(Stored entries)
__________

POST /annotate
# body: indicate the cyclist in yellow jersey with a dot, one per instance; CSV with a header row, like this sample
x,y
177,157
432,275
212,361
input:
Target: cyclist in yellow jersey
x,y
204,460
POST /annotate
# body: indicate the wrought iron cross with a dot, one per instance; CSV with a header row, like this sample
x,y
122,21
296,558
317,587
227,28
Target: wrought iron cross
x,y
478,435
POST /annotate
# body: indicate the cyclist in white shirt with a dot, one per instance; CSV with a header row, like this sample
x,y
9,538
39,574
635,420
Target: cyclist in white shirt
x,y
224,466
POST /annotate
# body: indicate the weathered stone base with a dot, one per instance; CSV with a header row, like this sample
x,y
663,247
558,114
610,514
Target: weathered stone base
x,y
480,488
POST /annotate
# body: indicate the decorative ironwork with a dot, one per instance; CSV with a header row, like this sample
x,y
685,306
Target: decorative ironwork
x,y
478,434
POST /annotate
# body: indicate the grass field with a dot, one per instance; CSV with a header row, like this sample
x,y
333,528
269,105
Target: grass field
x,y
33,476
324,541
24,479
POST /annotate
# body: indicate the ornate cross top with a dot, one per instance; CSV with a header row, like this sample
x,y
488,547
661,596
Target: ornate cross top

__________

From the first line to the last, retype the data exactly.

POST /annotate
# body: indicate the cyclist in yellow jersey with a dot, one per instance; CSV with a header row, like this sample
x,y
177,157
432,275
212,361
input:
Target: cyclist in yellow jersey
x,y
204,460
POST /annotate
# body: indicate the wrought iron cross with a dot, one per instance; CSV with a header row, like this sample
x,y
122,21
296,558
317,587
227,28
Target: wrought iron cross
x,y
478,435
POST /annotate
# body: indicate the cyclist in white shirt with a dot, one per instance; CSV with a header row, like this sample
x,y
9,538
39,574
635,420
Target: cyclist in white shirt
x,y
224,466
POST /annotate
# body: indicate the weathered stone base with a dot, one per instance; CSV with a header row, like this sample
x,y
663,247
558,114
610,514
Target: weathered stone base
x,y
480,488
POST /annotate
# body: indicate the decorative ironwork with a dot, one per instance; CSV with a header row, like this sample
x,y
685,306
Target: decorative ironwork
x,y
478,434
POST /annotate
# body: indicate the grass field with a dot, one per instance; CSV with a header row, like this sample
x,y
333,528
269,105
Target: grass field
x,y
33,476
324,541
24,479
POST /annotate
# body: indicate the ornate cross top with a dot, one per instance; CSV with a header row, like this sample
x,y
488,547
661,596
Target: ornate cross top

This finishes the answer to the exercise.